Stored records:
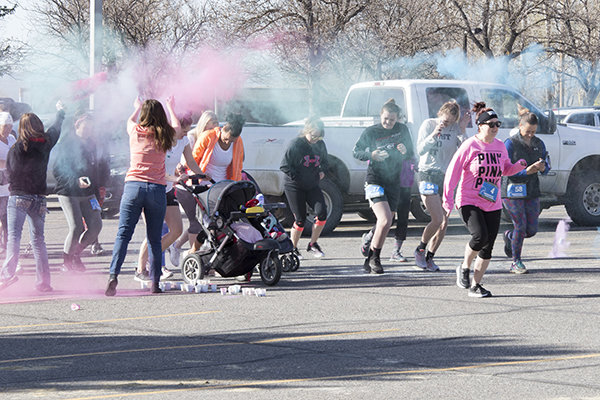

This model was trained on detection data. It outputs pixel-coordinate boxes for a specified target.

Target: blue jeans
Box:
[110,181,167,283]
[0,195,50,286]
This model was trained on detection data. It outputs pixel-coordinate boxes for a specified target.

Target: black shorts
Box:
[167,188,179,207]
[369,186,400,212]
[417,170,445,197]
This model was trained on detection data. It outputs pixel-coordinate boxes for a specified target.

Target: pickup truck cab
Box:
[243,80,600,232]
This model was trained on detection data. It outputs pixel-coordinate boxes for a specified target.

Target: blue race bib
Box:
[506,183,527,199]
[419,182,439,196]
[479,182,498,203]
[365,185,384,200]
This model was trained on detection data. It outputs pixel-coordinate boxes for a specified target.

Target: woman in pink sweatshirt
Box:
[443,102,527,297]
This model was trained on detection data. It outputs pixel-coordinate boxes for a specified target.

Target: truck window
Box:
[481,89,548,134]
[342,88,406,120]
[342,88,369,117]
[368,88,406,122]
[425,87,471,118]
[567,113,594,126]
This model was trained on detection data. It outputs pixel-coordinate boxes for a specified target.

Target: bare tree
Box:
[340,0,444,80]
[550,0,600,105]
[446,0,546,59]
[33,0,214,96]
[227,0,371,114]
[0,5,23,77]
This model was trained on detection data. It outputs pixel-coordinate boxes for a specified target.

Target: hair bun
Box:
[471,101,486,113]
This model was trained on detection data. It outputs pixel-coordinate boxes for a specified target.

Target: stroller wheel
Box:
[279,254,294,272]
[290,254,300,272]
[181,253,204,283]
[259,253,281,286]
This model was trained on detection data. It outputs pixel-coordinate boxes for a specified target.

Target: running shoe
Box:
[15,263,25,275]
[360,232,371,257]
[306,242,325,258]
[0,275,19,290]
[293,247,304,260]
[413,249,427,270]
[35,283,53,293]
[456,265,471,289]
[133,269,150,282]
[502,231,512,258]
[160,267,173,280]
[369,257,383,274]
[390,247,408,262]
[90,242,104,256]
[426,258,440,272]
[469,284,492,297]
[104,276,119,296]
[169,243,181,267]
[510,260,529,275]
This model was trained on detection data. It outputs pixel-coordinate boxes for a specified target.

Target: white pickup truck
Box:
[243,80,600,233]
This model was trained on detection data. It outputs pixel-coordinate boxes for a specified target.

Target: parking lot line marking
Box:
[251,329,400,344]
[62,353,600,400]
[0,329,399,364]
[0,311,221,330]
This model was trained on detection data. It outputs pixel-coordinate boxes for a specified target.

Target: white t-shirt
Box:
[165,136,190,192]
[0,135,17,197]
[206,142,233,182]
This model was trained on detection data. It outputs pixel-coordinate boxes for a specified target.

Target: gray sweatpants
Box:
[58,195,102,254]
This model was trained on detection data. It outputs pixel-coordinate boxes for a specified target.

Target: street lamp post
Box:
[90,0,103,110]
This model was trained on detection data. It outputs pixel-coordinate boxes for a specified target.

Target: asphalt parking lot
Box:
[0,203,600,399]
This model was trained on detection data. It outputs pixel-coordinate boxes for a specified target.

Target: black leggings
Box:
[459,205,502,260]
[284,185,327,228]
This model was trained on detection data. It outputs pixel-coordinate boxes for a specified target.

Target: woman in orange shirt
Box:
[192,114,246,182]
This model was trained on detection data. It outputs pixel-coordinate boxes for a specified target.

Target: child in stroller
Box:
[177,176,293,286]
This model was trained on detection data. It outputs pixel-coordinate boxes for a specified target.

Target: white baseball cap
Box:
[0,112,13,125]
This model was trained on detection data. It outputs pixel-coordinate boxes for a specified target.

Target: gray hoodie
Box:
[417,118,467,173]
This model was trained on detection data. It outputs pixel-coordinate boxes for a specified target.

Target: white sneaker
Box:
[160,267,173,280]
[169,243,181,267]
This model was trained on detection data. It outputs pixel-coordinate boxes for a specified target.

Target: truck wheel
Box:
[302,178,344,236]
[410,196,431,222]
[565,171,600,226]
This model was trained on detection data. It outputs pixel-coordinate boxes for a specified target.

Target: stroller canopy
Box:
[200,180,256,218]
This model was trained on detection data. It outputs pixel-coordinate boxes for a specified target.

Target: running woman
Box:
[443,102,527,297]
[279,117,329,259]
[502,108,550,274]
[414,100,471,272]
[353,99,414,274]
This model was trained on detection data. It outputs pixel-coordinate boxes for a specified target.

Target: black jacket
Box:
[279,136,329,190]
[52,133,110,199]
[502,133,550,199]
[6,110,65,196]
[352,122,414,187]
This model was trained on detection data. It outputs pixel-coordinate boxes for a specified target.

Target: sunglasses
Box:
[483,121,502,128]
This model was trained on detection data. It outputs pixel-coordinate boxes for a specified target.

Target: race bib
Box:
[419,182,439,196]
[506,183,527,199]
[365,185,384,200]
[479,182,498,203]
[90,198,102,211]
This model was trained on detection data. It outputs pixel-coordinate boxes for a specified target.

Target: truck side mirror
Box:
[548,110,556,134]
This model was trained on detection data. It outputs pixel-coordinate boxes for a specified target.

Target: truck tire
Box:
[410,196,431,223]
[302,178,344,236]
[565,171,600,226]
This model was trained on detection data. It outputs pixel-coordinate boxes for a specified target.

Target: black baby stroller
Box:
[178,180,293,286]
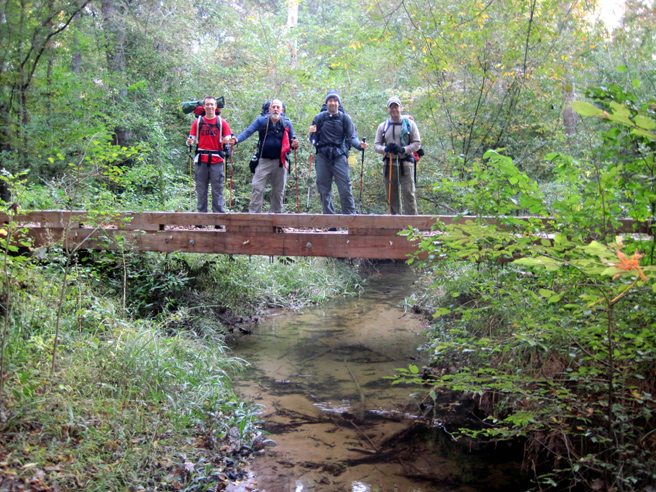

*TASK STATEMENT*. Duplicate all of the records above line for line, without any change, and omit the pictures from your copy.

*FULL ANSWER*.
This model was trained on detection data. It outputs pixel-coordinate boxes for a specified target.

Target: blue jeans
Box:
[110,181,167,283]
[0,195,50,286]
This model was trained on detection data. It outputs pixel-coordinate boxes for a specified target.

Target: black shorts
Box:
[167,188,179,207]
[369,186,400,212]
[417,170,445,197]
This model was trained on detection data. It outputs pixel-coordinate boxes for a specified target.

Target: pickup truck cab
Box:
[243,80,600,232]
This model was trained on detection data. It outputs pixel-coordinate boxes for a specified target.

Target: blue race bib
Box:
[506,183,527,199]
[419,182,439,196]
[479,182,498,203]
[365,185,384,200]
This model was trained on detection data. It outputs pixel-coordinate boxes for a specified target.

Target: woman in pink sweatshirt
Box:
[443,102,527,297]
This model was trained on detection data. It outputs pixel-coordinate boxes for a specified target.

Target: truck window
Box:
[481,89,548,134]
[342,88,406,120]
[342,88,369,117]
[368,88,406,122]
[425,87,471,118]
[567,113,594,126]
This model was trained on detection data. It outputs pixel-coordinate boxes for a specified target.

Target: bare tree
Box:
[340,0,444,80]
[550,0,600,105]
[446,0,546,59]
[33,0,214,96]
[227,0,371,114]
[0,5,23,77]
This model was trained on detection data. It outputs pixel-coordinate boxes for a specified target.

Target: hair bun
Box:
[471,101,486,113]
This model was trained on detection data. It outputs pixel-coordinate boxes for a specified target.

Target: stroller wheel
Box:
[279,254,294,272]
[290,254,300,272]
[181,253,204,283]
[259,253,281,286]
This model was trained on detection data. It outputs pixel-coordinate boxes for a specified target.

Target: running shoe
Box:
[15,263,25,275]
[360,232,371,257]
[306,242,325,258]
[0,275,19,290]
[293,247,304,260]
[413,249,427,270]
[35,283,53,293]
[456,265,471,289]
[133,269,150,282]
[502,231,512,258]
[160,267,173,280]
[369,257,383,274]
[390,247,408,262]
[90,242,104,256]
[426,258,440,272]
[469,284,492,297]
[104,276,119,296]
[169,243,181,267]
[510,260,529,275]
This model was trained on detection data. It outputs pixel-coordinate boxes for a specified target.

Target: white pickup truck
Box:
[243,80,600,233]
This model was trained on detection data. It outputs pixel-coordinate boxes for a specified target.

Target: parking lot line marking
Box:
[251,329,400,344]
[62,353,600,400]
[0,329,399,364]
[0,311,221,330]
This model was trained on detection data. It outputs pixel-coordinate boxes for a specified target.

Target: white t-shirt
Box:
[165,136,190,192]
[0,135,17,197]
[206,142,233,182]
This model was trained on detection data. It outputs pixel-coordinate boxes for a specified target.

Target: gray sweatpants
Box:
[58,195,102,254]
This model was trained on detection data. It outputs pixel-coordinate boxes for a specified target.

Target: street lamp post
Box:
[90,0,103,110]
This model was trained on detection data. It outputs pixel-coordinate boxes for a specified target.

Target: asphalt parking lot
Box:
[0,203,600,399]
This model was trained on detection data. It outputs pixel-coordinate boxes for a specified target.

Target: black leggings
Box:
[459,205,502,260]
[284,185,327,228]
This model was trained on detection data. It outputs pixel-coordinate boxes for a specified target.

Target: woman in orange shirt
Box:
[192,114,246,182]
This model was trained on detection data. It outputs pixel-coordinate boxes for a specified target.

Target: child in stroller
Box:
[177,176,293,286]
This model was trained on detection data. It outputs pixel-coordinate boxes for a specified target.

Target: white baseball cap
Box:
[0,112,13,125]
This model was trained on detection data. It outputs pixel-coordinate boxes for a specified target.

Target: gray hoodie
Box:
[417,118,467,173]
This model was trained on detection data. It outputs pixel-coordinate boxes for a specified target.

Target: white sneaker
Box:
[160,267,173,280]
[169,243,181,267]
This model was trained on detection data. It outputs pixel-coordinate boxes for a specified target.

Target: truck wheel
Box:
[302,178,344,236]
[410,196,431,222]
[565,171,600,226]
This model was trained on detection data. It outputs pixel-coordinate boxes for a specified target.

Target: stroller canopy
Box:
[200,180,256,218]
This model was trained on detection data. It outputs pixel-coordinate boxes for a specified target.

Target: running woman
Box:
[443,102,527,297]
[279,117,329,259]
[502,108,550,274]
[414,100,471,272]
[353,99,414,274]
This model was trained on detection data. It outputs pixel-coordinate boxes for a specified target.

Target: black jacket
Box:
[279,136,329,190]
[52,133,110,199]
[502,133,550,199]
[6,110,65,196]
[352,122,414,187]
This model was trained on detection data. It outputs pixel-coordinate boxes for a specified target.

Target: sunglasses
Box:
[483,121,502,128]
This model was trained on detection data. It outputs pixel-coordinate boxes for a specified target.

Target: race bib
Box:
[419,182,439,196]
[506,183,527,199]
[365,185,384,200]
[479,182,498,203]
[90,198,102,211]
This model was trained on detection data. It outputs pixel-coordinate boxes for a specified target.

Target: truck side mirror
Box:
[548,110,556,134]
This model was trained on detection data. It outputs pixel-coordinate boxes for a specified target.

Target: truck tire
Box:
[410,196,431,223]
[302,178,344,236]
[565,171,600,226]
This model was trained on detection data. It outputs pixel-coordinate boxes for a specified target.

Target: black baby stroller
Box:
[178,180,293,286]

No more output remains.